[TASK DIRECTIONS] The entries below contain a line with "One marker belongs on each instance of the sky." and a line with "One marker belongs on each instance of the hand gripping". Quote exactly those two lines and all lines between them.

[PROVIDED DATA]
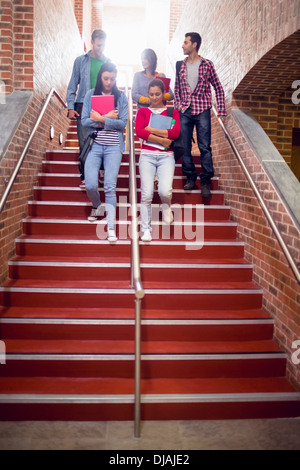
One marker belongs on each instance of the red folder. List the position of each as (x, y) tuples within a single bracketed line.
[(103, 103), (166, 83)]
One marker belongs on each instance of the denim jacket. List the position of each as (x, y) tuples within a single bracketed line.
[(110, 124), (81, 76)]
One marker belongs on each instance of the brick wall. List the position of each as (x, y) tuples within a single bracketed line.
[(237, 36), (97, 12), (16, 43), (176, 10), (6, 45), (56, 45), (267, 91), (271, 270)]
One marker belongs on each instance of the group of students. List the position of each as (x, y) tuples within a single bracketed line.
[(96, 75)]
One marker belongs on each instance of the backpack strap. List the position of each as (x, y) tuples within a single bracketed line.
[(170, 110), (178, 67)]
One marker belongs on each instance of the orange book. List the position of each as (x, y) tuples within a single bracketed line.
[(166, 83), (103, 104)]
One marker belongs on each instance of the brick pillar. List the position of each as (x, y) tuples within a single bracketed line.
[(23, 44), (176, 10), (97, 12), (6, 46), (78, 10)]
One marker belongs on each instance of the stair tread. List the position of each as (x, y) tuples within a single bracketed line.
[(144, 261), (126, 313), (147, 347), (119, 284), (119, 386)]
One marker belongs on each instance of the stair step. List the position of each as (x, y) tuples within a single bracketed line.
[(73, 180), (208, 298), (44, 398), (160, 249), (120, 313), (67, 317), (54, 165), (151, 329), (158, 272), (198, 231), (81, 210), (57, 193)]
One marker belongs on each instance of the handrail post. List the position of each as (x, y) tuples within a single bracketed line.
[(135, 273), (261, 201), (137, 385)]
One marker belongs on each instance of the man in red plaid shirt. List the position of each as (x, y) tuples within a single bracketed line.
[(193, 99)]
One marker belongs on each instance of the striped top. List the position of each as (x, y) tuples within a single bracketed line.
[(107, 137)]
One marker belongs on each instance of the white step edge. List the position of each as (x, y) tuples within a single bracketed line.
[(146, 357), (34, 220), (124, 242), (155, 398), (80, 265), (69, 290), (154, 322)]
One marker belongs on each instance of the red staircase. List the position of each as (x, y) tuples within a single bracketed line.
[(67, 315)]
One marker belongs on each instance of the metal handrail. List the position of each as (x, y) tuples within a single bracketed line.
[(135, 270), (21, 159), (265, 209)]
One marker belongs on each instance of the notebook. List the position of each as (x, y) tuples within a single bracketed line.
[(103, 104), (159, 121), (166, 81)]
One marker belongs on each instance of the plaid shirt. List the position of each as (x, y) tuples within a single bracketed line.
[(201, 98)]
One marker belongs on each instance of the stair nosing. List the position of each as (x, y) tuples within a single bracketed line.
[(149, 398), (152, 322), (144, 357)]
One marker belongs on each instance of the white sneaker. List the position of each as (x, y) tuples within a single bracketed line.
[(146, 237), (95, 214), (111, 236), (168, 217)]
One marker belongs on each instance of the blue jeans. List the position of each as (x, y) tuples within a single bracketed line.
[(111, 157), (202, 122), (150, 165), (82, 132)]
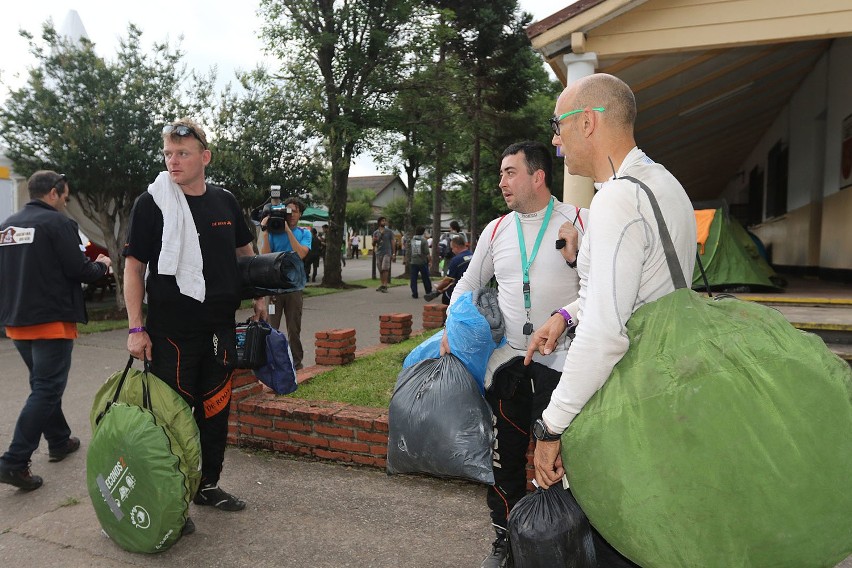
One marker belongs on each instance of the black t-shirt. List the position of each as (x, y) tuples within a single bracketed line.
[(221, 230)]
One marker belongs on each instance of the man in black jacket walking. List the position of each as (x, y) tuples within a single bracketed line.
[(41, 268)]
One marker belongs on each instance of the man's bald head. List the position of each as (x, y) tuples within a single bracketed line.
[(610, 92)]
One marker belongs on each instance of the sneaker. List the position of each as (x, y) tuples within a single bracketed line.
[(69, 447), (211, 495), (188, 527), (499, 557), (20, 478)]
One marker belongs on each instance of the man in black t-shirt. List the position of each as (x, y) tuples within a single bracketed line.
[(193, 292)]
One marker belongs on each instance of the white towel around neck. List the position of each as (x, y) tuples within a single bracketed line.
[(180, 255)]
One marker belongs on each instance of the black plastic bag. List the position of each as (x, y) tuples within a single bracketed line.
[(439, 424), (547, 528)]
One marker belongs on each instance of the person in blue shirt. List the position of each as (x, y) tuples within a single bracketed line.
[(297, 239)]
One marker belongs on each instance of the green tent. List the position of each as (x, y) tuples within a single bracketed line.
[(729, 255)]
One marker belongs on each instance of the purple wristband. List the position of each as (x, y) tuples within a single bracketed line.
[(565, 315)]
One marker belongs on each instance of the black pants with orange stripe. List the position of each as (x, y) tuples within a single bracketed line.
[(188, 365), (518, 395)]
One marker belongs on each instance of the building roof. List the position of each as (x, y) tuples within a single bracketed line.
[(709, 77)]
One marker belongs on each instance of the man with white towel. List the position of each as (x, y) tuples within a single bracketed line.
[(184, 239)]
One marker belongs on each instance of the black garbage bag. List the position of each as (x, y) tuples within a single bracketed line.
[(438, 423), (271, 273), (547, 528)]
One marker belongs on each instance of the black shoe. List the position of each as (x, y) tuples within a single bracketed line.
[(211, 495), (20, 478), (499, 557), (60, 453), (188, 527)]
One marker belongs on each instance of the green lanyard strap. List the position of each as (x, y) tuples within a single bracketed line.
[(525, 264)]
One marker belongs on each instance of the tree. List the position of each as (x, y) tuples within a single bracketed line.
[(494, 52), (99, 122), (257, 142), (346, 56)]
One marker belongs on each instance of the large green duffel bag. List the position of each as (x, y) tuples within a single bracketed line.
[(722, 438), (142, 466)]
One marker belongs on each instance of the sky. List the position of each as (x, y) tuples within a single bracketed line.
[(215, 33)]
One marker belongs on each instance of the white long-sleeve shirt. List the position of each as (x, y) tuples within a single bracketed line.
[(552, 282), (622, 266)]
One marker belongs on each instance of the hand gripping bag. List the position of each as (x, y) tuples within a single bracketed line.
--
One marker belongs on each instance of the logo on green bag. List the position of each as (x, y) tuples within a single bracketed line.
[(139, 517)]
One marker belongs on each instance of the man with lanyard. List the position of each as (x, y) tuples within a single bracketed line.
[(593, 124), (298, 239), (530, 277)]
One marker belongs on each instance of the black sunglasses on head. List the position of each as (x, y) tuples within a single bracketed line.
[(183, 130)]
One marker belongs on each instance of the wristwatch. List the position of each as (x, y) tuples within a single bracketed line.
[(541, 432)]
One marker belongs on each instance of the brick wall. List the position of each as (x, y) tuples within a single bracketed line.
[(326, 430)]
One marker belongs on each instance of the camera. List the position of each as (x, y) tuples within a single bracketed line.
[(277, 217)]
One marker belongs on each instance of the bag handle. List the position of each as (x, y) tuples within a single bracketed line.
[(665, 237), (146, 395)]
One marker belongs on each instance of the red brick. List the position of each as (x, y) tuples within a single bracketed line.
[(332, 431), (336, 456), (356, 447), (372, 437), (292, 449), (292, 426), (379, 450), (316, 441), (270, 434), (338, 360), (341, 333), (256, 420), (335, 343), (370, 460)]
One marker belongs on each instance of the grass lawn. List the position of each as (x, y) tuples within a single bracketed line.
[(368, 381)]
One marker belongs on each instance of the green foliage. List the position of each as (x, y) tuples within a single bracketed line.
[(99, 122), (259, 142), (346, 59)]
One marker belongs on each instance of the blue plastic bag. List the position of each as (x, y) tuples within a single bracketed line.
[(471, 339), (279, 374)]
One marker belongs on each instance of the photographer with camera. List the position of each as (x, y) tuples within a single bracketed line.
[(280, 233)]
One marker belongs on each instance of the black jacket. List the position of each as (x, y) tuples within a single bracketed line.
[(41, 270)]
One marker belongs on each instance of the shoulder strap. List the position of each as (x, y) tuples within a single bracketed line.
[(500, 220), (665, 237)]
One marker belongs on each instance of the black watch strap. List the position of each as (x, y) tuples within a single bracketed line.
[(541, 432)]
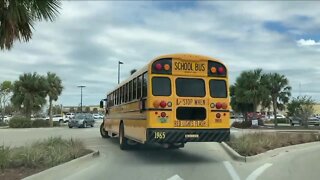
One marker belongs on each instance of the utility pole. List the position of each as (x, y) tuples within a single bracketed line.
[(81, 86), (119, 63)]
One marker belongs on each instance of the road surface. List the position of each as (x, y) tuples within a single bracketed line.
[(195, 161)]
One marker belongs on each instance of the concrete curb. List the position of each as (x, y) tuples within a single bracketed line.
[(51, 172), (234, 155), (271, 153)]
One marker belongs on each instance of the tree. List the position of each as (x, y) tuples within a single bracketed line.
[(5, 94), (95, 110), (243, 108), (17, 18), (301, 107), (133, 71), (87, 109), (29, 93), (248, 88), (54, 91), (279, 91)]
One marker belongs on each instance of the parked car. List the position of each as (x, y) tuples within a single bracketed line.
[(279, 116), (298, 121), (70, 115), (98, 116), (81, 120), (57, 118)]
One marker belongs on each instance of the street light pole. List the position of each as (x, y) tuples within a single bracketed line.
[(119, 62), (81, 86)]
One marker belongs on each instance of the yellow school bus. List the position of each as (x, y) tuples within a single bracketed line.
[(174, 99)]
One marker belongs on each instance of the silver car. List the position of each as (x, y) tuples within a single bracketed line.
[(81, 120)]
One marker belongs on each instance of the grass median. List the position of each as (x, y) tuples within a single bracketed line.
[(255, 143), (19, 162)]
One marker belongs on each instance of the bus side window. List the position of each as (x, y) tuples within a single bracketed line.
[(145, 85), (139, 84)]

[RESPONSE BELOW]
One marker belongs on each instance of the sky. List the position of each as (x, y) tuples within a single bracketed line.
[(215, 33)]
One marker belongs on each instance of the white long-sleeve shirt. List the position of each as (x, y) tuples within a single bracketed line.
[(552, 282), (622, 266)]
One marker belongs on each instance of the hand gripping bag. List the position of each as (x, y) tuples within a single bracketed line.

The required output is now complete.